▸ **Dataset entries**:

/---

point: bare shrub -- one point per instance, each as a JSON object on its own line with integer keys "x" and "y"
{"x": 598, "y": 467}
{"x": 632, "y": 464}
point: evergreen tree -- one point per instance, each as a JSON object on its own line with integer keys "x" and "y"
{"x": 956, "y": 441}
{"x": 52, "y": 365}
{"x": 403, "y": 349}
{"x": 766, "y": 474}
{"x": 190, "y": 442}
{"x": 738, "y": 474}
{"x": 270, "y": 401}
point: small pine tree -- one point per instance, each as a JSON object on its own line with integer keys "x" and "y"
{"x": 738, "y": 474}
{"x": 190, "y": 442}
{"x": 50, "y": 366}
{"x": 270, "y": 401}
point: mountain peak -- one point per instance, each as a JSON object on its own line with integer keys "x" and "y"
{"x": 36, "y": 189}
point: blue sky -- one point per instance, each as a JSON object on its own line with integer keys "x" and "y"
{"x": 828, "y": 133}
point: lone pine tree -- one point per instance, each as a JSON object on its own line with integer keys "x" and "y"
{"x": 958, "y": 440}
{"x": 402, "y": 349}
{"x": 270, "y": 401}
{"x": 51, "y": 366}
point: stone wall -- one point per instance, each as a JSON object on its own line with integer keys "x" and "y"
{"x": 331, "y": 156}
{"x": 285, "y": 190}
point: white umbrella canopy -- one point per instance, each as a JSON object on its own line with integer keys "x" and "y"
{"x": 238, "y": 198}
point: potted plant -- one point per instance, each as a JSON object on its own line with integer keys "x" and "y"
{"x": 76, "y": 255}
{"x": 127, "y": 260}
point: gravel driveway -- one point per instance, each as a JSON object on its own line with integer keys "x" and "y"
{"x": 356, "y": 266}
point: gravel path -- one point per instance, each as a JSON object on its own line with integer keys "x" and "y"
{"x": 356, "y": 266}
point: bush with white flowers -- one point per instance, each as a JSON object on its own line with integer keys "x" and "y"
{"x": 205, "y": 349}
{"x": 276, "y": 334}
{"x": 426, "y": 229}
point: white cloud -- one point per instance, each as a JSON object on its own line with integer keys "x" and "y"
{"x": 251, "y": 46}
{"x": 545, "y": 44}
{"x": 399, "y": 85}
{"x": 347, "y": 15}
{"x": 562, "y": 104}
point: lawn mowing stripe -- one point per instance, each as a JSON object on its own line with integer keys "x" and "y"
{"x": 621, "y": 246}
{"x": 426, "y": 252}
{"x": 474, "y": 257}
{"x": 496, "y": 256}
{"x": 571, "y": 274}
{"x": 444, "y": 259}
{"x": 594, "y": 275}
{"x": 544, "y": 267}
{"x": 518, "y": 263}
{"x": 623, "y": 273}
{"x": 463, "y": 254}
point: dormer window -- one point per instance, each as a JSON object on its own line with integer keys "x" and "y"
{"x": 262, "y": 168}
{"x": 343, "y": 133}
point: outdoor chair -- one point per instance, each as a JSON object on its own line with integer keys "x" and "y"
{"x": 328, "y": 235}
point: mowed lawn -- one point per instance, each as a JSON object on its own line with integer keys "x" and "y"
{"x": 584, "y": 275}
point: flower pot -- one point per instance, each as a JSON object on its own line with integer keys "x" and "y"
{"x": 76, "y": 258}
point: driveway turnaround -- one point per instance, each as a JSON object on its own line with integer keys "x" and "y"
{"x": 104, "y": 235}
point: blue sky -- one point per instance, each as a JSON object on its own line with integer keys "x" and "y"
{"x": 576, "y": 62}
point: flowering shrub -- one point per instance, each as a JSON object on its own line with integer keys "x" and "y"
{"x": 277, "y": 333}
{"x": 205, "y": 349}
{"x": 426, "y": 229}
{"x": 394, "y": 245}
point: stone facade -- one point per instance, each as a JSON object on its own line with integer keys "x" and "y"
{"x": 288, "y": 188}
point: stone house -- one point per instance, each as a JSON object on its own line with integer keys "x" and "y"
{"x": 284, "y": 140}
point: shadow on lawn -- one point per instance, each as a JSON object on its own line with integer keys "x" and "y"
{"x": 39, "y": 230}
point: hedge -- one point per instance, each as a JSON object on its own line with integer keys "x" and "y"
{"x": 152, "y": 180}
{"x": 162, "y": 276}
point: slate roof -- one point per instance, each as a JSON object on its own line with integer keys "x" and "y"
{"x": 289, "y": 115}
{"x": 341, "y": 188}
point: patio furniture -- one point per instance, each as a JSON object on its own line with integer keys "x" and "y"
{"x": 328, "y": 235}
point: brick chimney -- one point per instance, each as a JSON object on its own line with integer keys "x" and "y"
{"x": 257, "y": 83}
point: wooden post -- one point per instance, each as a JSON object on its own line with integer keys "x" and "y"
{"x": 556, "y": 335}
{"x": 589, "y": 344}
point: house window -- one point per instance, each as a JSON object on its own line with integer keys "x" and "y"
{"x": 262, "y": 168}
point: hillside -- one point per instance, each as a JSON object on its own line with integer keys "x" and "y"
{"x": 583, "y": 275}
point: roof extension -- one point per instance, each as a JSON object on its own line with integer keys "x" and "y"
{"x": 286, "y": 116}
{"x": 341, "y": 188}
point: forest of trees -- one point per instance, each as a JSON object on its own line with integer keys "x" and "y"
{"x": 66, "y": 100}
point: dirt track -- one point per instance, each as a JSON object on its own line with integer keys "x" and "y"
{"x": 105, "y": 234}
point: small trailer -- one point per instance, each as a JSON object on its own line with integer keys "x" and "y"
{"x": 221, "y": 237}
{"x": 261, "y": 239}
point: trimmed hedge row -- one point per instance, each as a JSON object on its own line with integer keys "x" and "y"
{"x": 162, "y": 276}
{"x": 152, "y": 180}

\---

▸ **What to produce**:
From the line containing "point: forest of" to the final line of the entries, print every line exactly and nothing else.

▸ **Result of this exercise**:
point: forest of trees -- one point per instance, each as a JSON object on its own line with integer keys "x" and "y"
{"x": 66, "y": 100}
point: dirt track -- one point per instance, each as a JSON object on its own line with integer keys "x" and "y"
{"x": 105, "y": 234}
point: small trailer -- one point per instance, each as a JSON object on its own line with integer keys "x" and "y"
{"x": 221, "y": 237}
{"x": 261, "y": 239}
point: trimmed hedge row -- one point per instance, each as a JSON object on its own line with integer keys "x" and "y"
{"x": 162, "y": 276}
{"x": 152, "y": 180}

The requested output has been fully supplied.